=== Section Start ===
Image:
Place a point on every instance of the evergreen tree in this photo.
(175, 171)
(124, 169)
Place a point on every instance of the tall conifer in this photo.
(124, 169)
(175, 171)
=== Section End ===
_WHAT THE EXERCISE ASKS_: Could you set down every record exactly as given?

_WRITTEN ANSWER_:
Image:
Place a point on every instance of the evergreen tree in this photo.
(175, 171)
(124, 169)
Place a point on every instance of the tall conifer in this photo.
(124, 169)
(175, 171)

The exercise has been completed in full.